* start INPUT FOR THIS TASK *
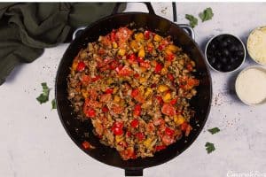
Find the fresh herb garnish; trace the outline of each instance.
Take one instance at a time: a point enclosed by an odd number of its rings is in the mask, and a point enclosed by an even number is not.
[[[43,87],[43,93],[36,97],[36,100],[42,104],[49,100],[49,93],[50,93],[50,88],[47,86],[46,82],[42,83]]]
[[[185,19],[190,21],[190,26],[195,27],[198,25],[198,19],[193,15],[185,14]]]
[[[207,131],[208,131],[209,133],[211,133],[212,135],[214,135],[214,134],[216,134],[216,133],[220,132],[220,128],[218,128],[218,127],[214,127],[214,128],[208,129]]]
[[[211,19],[213,16],[213,10],[210,7],[205,9],[202,12],[199,14],[199,17],[200,18],[202,22]]]
[[[206,150],[208,154],[215,150],[215,144],[208,142],[206,142],[205,147],[206,147]]]
[[[55,99],[51,100],[51,109],[57,109],[57,103]]]

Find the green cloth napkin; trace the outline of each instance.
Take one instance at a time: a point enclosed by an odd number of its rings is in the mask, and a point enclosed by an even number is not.
[[[0,3],[0,85],[20,63],[66,42],[73,31],[110,15],[114,3]],[[121,5],[121,11],[125,9]]]

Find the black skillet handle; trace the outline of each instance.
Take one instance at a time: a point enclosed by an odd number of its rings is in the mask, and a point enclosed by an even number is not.
[[[121,4],[122,3],[116,3],[115,6],[113,7],[113,12],[111,13],[112,15],[118,13],[119,7]],[[151,3],[144,2],[143,4],[145,4],[147,6],[150,14],[153,14],[153,15],[155,14]]]
[[[141,177],[143,176],[143,169],[125,169],[126,177]]]

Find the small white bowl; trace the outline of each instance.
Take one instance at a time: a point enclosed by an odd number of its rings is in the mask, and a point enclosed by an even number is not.
[[[254,106],[254,105],[260,105],[260,104],[262,104],[266,102],[266,97],[260,103],[257,103],[257,104],[251,104],[251,103],[248,103],[246,100],[243,99],[243,97],[241,97],[240,94],[239,94],[239,88],[238,87],[238,84],[239,82],[239,76],[242,75],[245,72],[246,72],[247,70],[249,69],[258,69],[258,70],[261,70],[262,72],[265,73],[266,74],[266,68],[262,67],[262,66],[259,66],[259,65],[252,65],[252,66],[248,66],[248,67],[246,67],[245,69],[243,69],[238,75],[237,77],[237,80],[236,80],[236,82],[235,82],[235,90],[236,90],[236,93],[237,93],[237,96],[238,97],[246,104],[247,105],[251,105],[251,106]],[[252,83],[250,83],[252,85]]]
[[[237,68],[235,68],[235,69],[232,70],[232,71],[230,71],[230,72],[222,72],[222,71],[216,70],[216,69],[214,68],[214,67],[212,66],[212,65],[210,65],[210,63],[208,62],[208,59],[207,59],[207,46],[208,46],[208,44],[209,44],[215,38],[218,37],[219,35],[232,35],[232,36],[234,36],[235,38],[237,38],[237,39],[241,42],[241,44],[242,44],[242,46],[243,46],[243,49],[244,49],[244,57],[243,57],[242,63],[241,63]],[[241,39],[240,39],[239,37],[236,36],[236,35],[231,35],[231,34],[220,34],[220,35],[215,35],[215,36],[213,36],[211,39],[208,40],[208,42],[207,42],[206,47],[205,47],[205,58],[206,58],[206,61],[207,61],[208,66],[209,66],[210,68],[212,68],[213,70],[215,70],[215,72],[218,72],[218,73],[233,73],[233,72],[239,70],[239,69],[243,65],[243,64],[245,63],[245,60],[246,60],[246,47],[245,47],[245,44],[243,43],[243,42],[241,41]]]
[[[257,58],[255,58],[254,56],[252,55],[252,52],[250,52],[250,42],[251,42],[251,36],[254,33],[255,33],[257,30],[266,30],[266,27],[256,27],[254,30],[252,30],[252,32],[249,34],[248,38],[247,38],[247,42],[246,42],[246,49],[248,51],[248,54],[250,56],[250,58],[257,64],[262,65],[266,65],[266,63],[261,63],[257,60]]]

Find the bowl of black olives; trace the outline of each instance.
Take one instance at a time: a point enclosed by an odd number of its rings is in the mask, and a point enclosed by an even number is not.
[[[231,73],[244,64],[246,48],[239,37],[223,34],[212,37],[207,42],[205,56],[207,63],[215,71]]]

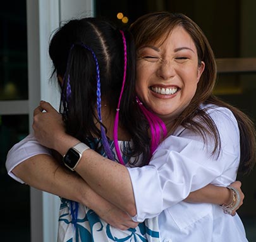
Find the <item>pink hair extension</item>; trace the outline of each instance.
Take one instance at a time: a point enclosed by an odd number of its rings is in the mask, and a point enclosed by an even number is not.
[[[116,117],[114,118],[114,130],[113,130],[113,139],[114,139],[114,147],[116,149],[116,154],[118,156],[119,161],[121,164],[125,165],[125,161],[123,159],[122,156],[120,152],[120,148],[118,146],[118,120],[119,120],[119,110],[120,108],[120,103],[121,99],[122,98],[123,89],[125,88],[125,80],[126,78],[126,69],[127,69],[127,48],[126,48],[126,41],[125,37],[125,33],[123,31],[120,30],[120,32],[122,35],[123,37],[123,47],[124,47],[124,71],[123,71],[123,85],[122,88],[121,89],[120,96],[119,97],[118,108],[116,109]]]
[[[156,115],[147,109],[138,96],[136,101],[140,110],[149,122],[151,134],[150,154],[153,154],[162,139],[167,135],[167,129],[164,122]]]

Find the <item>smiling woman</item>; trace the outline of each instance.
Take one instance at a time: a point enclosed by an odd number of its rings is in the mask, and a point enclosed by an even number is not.
[[[194,96],[205,64],[198,60],[190,35],[180,26],[154,45],[146,44],[137,52],[138,96],[147,107],[171,125],[170,119],[176,118]]]
[[[155,150],[148,165],[125,166],[87,149],[81,151],[81,158],[74,161],[72,168],[80,178],[86,181],[90,189],[111,205],[133,216],[136,222],[158,219],[162,240],[247,241],[239,216],[225,214],[219,205],[222,204],[225,211],[235,211],[240,199],[233,188],[224,188],[229,195],[229,190],[232,192],[231,199],[226,199],[226,202],[216,202],[216,193],[210,192],[214,195],[213,199],[206,196],[206,199],[204,197],[199,200],[203,203],[187,202],[191,201],[188,195],[192,192],[209,183],[226,187],[235,180],[238,168],[249,172],[255,163],[253,124],[240,110],[212,94],[216,65],[207,39],[197,25],[182,14],[160,12],[146,14],[138,19],[130,29],[139,57],[137,63],[137,95],[148,108],[162,118],[170,135]],[[66,81],[68,83],[68,78]],[[153,91],[160,89],[165,93],[170,90],[176,92],[166,95]],[[70,88],[63,88],[63,91],[66,93],[68,89]],[[83,89],[78,90],[83,93]],[[76,95],[71,96],[75,98]],[[135,100],[127,102],[136,104]],[[138,103],[140,107],[142,105]],[[70,108],[76,107],[74,106]],[[84,110],[87,105],[82,107]],[[46,112],[42,113],[42,108]],[[72,115],[66,110],[66,114]],[[77,119],[78,115],[73,117]],[[139,117],[137,118],[132,122],[137,122]],[[83,133],[78,132],[74,137],[66,133],[65,129],[73,127],[67,122],[64,127],[61,120],[61,115],[48,103],[41,102],[35,110],[33,127],[42,145],[63,156],[70,149],[75,149],[77,144],[87,141],[79,136]],[[78,121],[88,127],[84,120]],[[148,127],[150,124],[149,122]],[[145,131],[147,137],[149,132]],[[154,138],[152,135],[149,139]],[[11,151],[10,160],[11,156],[13,159],[17,156],[14,155],[15,151],[15,147]],[[52,161],[50,159],[49,162]],[[16,175],[19,166],[22,167],[19,164],[13,169]],[[9,171],[11,175],[11,169]],[[23,177],[27,176],[23,173]],[[66,192],[64,186],[61,188]],[[86,195],[85,202],[88,202],[92,197]],[[91,205],[99,209],[95,203],[89,202],[88,207]],[[105,219],[113,219],[110,216],[108,217],[108,213],[103,214]],[[121,223],[125,229],[126,224],[125,221]],[[107,233],[109,232],[108,227]],[[131,231],[128,231],[129,234]],[[225,233],[220,233],[222,231]],[[130,238],[129,235],[125,239]]]

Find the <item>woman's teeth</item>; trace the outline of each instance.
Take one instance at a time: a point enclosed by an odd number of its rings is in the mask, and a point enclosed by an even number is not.
[[[155,93],[162,94],[165,95],[171,95],[172,94],[174,94],[177,90],[177,88],[153,88],[150,87],[152,91]]]

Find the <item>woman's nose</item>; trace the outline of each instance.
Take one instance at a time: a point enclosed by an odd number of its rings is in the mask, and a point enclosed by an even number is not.
[[[168,80],[174,75],[175,71],[171,61],[162,60],[159,64],[157,71],[157,76],[161,77],[164,80]]]

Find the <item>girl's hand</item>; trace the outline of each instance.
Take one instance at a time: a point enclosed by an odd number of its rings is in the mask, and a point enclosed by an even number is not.
[[[46,101],[41,101],[35,109],[32,127],[40,144],[55,149],[61,155],[79,142],[66,134],[61,115]]]

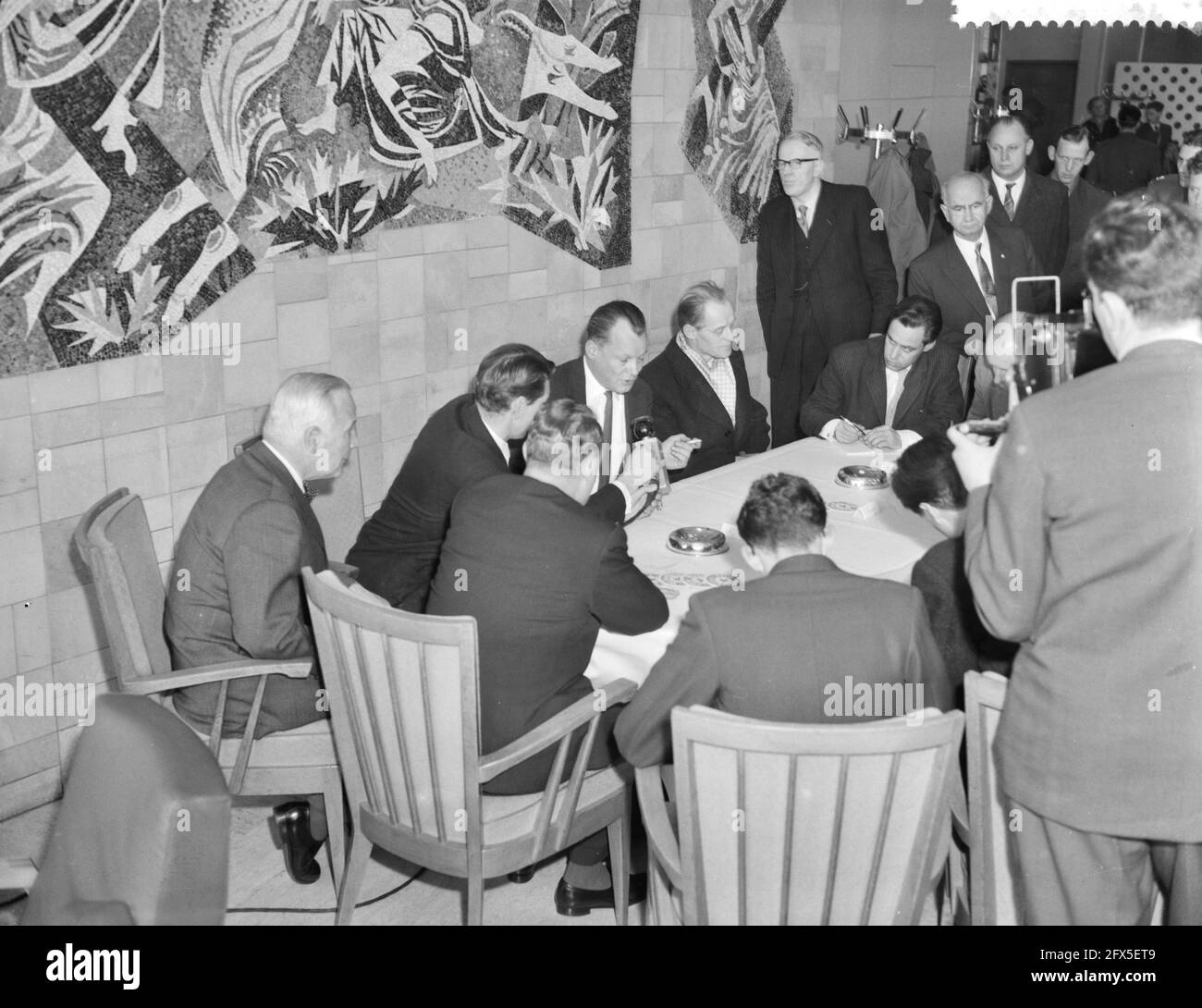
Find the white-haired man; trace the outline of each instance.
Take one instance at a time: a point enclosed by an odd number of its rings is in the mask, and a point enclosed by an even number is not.
[[[309,480],[338,476],[355,440],[355,399],[332,374],[293,374],[272,398],[263,438],[209,480],[175,547],[163,627],[177,669],[246,658],[299,660],[315,654],[300,568],[325,570],[326,542]],[[257,680],[230,683],[224,734],[240,734]],[[325,717],[316,663],[307,678],[272,676],[256,737]],[[216,713],[219,684],[175,693],[175,710],[202,730]],[[299,883],[316,882],[314,854],[323,814],[304,802],[275,810],[284,860]]]

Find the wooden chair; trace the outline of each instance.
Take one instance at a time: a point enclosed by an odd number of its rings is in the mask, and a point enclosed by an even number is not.
[[[329,722],[321,719],[255,739],[267,676],[304,678],[311,662],[246,659],[173,671],[162,632],[166,594],[142,498],[125,487],[108,494],[79,518],[75,541],[96,581],[120,692],[156,696],[171,707],[169,699],[162,696],[166,692],[220,682],[213,725],[207,735],[197,734],[208,743],[236,795],[323,796],[337,891],[346,861],[346,838],[343,781]],[[226,694],[230,683],[240,678],[258,680],[246,729],[240,740],[222,737]]]
[[[916,924],[947,861],[963,731],[959,711],[801,725],[677,707],[679,842],[660,769],[636,775],[653,871],[685,924]]]
[[[221,924],[230,791],[204,745],[144,696],[96,700],[22,924]]]
[[[392,609],[331,571],[304,569],[334,739],[355,817],[338,924],[350,924],[374,844],[468,879],[468,923],[483,923],[483,884],[608,829],[614,912],[626,923],[631,790],[614,767],[589,771],[601,713],[629,700],[618,680],[494,753],[480,752],[476,621]],[[587,728],[560,784],[571,736]],[[481,788],[558,743],[542,794]]]
[[[993,743],[1006,702],[1006,678],[996,672],[964,676],[965,740],[969,751],[969,893],[972,924],[1017,925],[1018,896],[1010,860],[1008,811],[998,785]],[[1161,924],[1164,895],[1156,891],[1152,923]]]

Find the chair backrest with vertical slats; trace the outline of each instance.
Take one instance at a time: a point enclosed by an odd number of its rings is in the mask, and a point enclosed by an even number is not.
[[[166,594],[142,498],[124,487],[108,494],[79,520],[75,541],[96,582],[121,687],[171,671],[162,632]]]
[[[674,710],[685,923],[917,923],[963,731],[958,711],[796,725]]]
[[[993,759],[993,740],[1005,702],[1006,680],[996,672],[964,676],[969,846],[972,852],[969,896],[974,924],[1018,924],[1014,878],[1006,849],[1010,823]]]
[[[305,568],[351,808],[429,843],[480,837],[476,621],[417,616]]]

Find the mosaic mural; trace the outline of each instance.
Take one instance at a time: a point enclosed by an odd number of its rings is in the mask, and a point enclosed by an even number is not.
* end INPUT FOR THIS TASK *
Count the lines in the items above that contain the string "chair", and reply with only that number.

2